## INPUT RECORDS
──────
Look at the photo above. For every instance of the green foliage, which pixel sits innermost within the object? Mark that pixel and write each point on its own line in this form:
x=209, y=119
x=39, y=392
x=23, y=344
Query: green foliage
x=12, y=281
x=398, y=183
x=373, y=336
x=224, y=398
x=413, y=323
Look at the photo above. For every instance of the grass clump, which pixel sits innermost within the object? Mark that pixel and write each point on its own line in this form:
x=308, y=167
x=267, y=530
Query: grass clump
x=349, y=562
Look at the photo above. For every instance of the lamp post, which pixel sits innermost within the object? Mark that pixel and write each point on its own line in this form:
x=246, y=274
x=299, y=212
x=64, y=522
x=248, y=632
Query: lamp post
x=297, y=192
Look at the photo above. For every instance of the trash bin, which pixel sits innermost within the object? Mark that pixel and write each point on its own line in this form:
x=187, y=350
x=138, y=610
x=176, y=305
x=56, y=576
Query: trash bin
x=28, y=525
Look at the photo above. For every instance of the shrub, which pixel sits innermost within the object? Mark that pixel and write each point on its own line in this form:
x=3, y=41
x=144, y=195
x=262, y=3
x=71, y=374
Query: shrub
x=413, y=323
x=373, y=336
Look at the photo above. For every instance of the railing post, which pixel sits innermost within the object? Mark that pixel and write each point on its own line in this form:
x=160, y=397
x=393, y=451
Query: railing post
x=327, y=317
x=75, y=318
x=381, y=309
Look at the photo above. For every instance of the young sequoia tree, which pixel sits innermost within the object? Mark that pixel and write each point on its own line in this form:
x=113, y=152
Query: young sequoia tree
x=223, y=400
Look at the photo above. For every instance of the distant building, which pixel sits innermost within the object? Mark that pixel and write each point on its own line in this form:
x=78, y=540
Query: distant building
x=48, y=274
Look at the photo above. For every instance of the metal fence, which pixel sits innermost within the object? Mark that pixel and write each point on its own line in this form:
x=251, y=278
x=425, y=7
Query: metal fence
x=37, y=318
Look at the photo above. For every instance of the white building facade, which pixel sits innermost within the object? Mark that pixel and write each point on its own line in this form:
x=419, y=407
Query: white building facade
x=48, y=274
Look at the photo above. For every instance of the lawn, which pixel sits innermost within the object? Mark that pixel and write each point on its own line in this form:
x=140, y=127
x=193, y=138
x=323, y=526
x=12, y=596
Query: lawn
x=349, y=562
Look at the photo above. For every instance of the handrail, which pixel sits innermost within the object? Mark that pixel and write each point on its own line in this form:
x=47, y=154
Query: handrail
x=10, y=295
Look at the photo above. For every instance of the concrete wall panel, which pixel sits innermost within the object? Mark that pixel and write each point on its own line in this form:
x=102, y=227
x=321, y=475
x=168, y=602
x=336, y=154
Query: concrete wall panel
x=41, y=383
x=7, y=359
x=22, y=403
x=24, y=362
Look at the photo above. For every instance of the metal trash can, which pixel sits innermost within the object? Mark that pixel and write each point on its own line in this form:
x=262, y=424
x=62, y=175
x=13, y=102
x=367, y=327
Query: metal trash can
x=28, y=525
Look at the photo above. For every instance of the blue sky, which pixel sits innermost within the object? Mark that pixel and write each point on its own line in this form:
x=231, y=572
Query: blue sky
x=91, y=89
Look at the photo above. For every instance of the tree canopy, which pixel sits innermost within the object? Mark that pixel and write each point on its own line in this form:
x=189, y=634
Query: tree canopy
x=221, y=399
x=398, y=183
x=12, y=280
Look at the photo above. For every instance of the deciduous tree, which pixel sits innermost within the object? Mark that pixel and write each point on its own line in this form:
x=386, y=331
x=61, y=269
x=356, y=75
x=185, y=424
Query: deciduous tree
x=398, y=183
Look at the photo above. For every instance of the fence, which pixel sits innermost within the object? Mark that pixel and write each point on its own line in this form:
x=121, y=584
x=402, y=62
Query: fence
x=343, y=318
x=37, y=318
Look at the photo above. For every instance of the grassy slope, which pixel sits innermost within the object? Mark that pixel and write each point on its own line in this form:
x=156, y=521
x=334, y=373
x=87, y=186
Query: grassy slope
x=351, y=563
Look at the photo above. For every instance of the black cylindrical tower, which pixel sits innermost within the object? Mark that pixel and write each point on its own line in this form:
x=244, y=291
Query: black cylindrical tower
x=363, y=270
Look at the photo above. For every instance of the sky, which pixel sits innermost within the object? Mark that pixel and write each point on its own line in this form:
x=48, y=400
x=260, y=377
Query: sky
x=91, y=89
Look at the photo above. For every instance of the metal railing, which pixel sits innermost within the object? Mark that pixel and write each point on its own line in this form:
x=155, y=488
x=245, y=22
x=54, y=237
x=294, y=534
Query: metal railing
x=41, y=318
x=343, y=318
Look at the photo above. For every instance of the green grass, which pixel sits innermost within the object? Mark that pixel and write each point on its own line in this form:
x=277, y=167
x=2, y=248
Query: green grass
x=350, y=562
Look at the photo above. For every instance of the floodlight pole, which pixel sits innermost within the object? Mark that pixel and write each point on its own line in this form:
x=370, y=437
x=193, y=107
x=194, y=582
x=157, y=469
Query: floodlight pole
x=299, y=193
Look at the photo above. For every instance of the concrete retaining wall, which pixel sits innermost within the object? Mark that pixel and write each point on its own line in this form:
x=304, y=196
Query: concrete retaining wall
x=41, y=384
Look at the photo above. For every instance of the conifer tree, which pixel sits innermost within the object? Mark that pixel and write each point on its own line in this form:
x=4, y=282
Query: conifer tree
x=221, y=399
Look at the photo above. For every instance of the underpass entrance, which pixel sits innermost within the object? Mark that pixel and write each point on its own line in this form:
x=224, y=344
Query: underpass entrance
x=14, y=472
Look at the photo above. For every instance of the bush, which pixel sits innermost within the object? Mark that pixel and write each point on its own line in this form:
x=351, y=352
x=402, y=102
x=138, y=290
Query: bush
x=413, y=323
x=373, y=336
──────
## DIRECTIONS FOR THIS TASK
The data above is to be returned exactly, with nothing altered.

## RESPONSE
Look at the photo above. For every instance of the green foliage, which pixel sits innermost within the object? Mark that pixel and write each point on its own line in this form:
x=209, y=119
x=39, y=392
x=23, y=344
Query: green foliage
x=12, y=281
x=398, y=183
x=373, y=336
x=224, y=398
x=413, y=323
Look at the photo above. For every instance of the grass clump, which pixel sits innermost within the object? Mark that pixel and write each point on its own line in this form:
x=308, y=167
x=267, y=530
Query: grass clump
x=349, y=562
Look at the photo above. For every instance of the lamp post, which pixel sits innermost within the object? Mark that pixel and write each point on its own line in this form:
x=246, y=274
x=299, y=212
x=64, y=522
x=248, y=632
Query: lamp post
x=297, y=192
Look at the photo above. For every instance of the trash bin, which pixel sits innermost within the object? Mark that pixel and write each point on its own line in this form:
x=187, y=350
x=138, y=610
x=176, y=305
x=56, y=576
Query: trash bin
x=28, y=525
Look at the photo above. For every instance of the shrub, which pixel sits innermost within the object? Mark that pixel and write each point on its own line in this form:
x=3, y=41
x=144, y=195
x=262, y=3
x=71, y=374
Query: shrub
x=413, y=323
x=373, y=336
Look at the photo above. For every instance of the railing post, which pixel sits innermost within the object? Mark that pixel and write each point on its own line in this form:
x=160, y=397
x=393, y=451
Query: railing post
x=327, y=317
x=75, y=318
x=381, y=309
Look at the photo above. For every instance of the young sequoia tree, which pixel sits innermost within the object? Mark that pixel and write each point on its own line in this form:
x=113, y=152
Query: young sequoia tree
x=223, y=400
Look at the photo above. For every instance of the distant building, which pixel sits innermost within the object? Mark that pixel and write each point on its own line in this form:
x=78, y=540
Query: distant building
x=48, y=274
Look at the photo above. For every instance of the metal fence, which pixel sits innermost within the object? Mark that pixel and write each point on its own line in this form:
x=251, y=278
x=425, y=7
Query: metal fence
x=37, y=318
Look at the photo above. For every instance of the white building facade, which pixel sits innermost within the object? Mark that pixel and write each point on its own line in this form:
x=419, y=407
Query: white building facade
x=48, y=274
Look at the photo above. For every instance of the lawn, which pixel sits innermost within the object? Mark that pixel and write each point on its own line in this form:
x=140, y=127
x=193, y=138
x=323, y=526
x=12, y=596
Query: lawn
x=349, y=562
Look at the photo above. For every instance of the handrail, which pixel sits innermost within the object? Mark that pixel and write each point on its own line in this form:
x=47, y=154
Query: handrail
x=10, y=295
Look at the photo above. For every instance of the concrete wall panel, which pixel sits innermost within the object? Mark that pixel and write each point on its own line in this form:
x=102, y=227
x=321, y=475
x=168, y=602
x=336, y=154
Query: concrete wall panel
x=41, y=383
x=7, y=359
x=22, y=403
x=24, y=362
Look at the photo above. For every instance of the metal trash can, which pixel sits innermost within the object? Mark that pixel and write each point on its own line in this form:
x=262, y=424
x=62, y=175
x=13, y=102
x=367, y=327
Query: metal trash can
x=28, y=525
Look at the photo above. For every instance of the blue sky, which pixel sits innermost within the object? Mark that pixel and write each point on its own line in this form:
x=231, y=572
Query: blue sky
x=91, y=89
Look at the photo above. For every instance of the tree canopy, which pixel sits innermost within the object? Mark that pixel and write each point on its own line in this form:
x=189, y=634
Query: tree canopy
x=221, y=399
x=398, y=183
x=12, y=280
Look at the photo above. For every instance of the deciduous tree, which pixel sits innermost within the object? Mark that pixel and write each point on its own line in this form:
x=386, y=331
x=61, y=269
x=356, y=75
x=185, y=424
Query: deciduous tree
x=398, y=183
Look at the photo above. For every instance of the fence, which pixel sits innermost within the object? Mark that pixel and write each point on its own line in this form:
x=121, y=584
x=402, y=62
Query: fence
x=343, y=318
x=37, y=318
Look at the photo above. For every instance of the grassy slope, which pixel sits innermost within the object? Mark that pixel and write each point on its own line in this form:
x=156, y=521
x=334, y=373
x=87, y=186
Query: grassy slope
x=351, y=563
Look at the photo above. For every instance of the black cylindrical tower, which pixel sits innermost within the object? Mark that pixel and write each point on its own line in this form:
x=244, y=291
Query: black cylindrical tower
x=363, y=270
Look at the photo above. For every instance of the sky, which pixel sits innermost within the object? Mark that pixel and write each point on its own line in this form:
x=48, y=400
x=260, y=377
Query: sky
x=91, y=89
Look at the photo above. For every instance of the metal railing, which pixel sits innermost within the object? Mark that pixel and write each point on its own line in this form:
x=155, y=488
x=245, y=22
x=54, y=237
x=294, y=534
Query: metal railing
x=41, y=318
x=343, y=318
Look at the photo above. For every instance of the green grass, which pixel sits innermost within the object? Mark that pixel and write each point on its own line in this form:
x=277, y=167
x=2, y=248
Query: green grass
x=350, y=562
Look at the photo above. For every instance of the floodlight pole, which pixel sits innermost within the object? Mark that pixel and write each point on its own line in this form:
x=370, y=437
x=193, y=107
x=194, y=582
x=157, y=469
Query: floodlight pole
x=299, y=193
Look at the photo above. For every instance of the concrete retaining wall, which pixel sits innermost within the object? Mark that pixel and write each point on its own line in this form:
x=304, y=196
Query: concrete retaining wall
x=41, y=384
Look at the photo above. For every instance of the conifer tree, which pixel sits innermost within the object? Mark that pixel and write each point on its own line in this form:
x=4, y=282
Query: conifer tree
x=221, y=399
Look at the photo above. For every instance of the underpass entrance, which pixel sits innermost within the object? Mark that pixel and write each point on its own line in this form:
x=224, y=344
Query: underpass entrance
x=14, y=472
Look at the photo above. For every instance of the bush, which pixel sits innermost within the object? Mark that pixel and write each point on its own line in this form:
x=351, y=352
x=402, y=102
x=138, y=290
Query: bush
x=413, y=323
x=373, y=336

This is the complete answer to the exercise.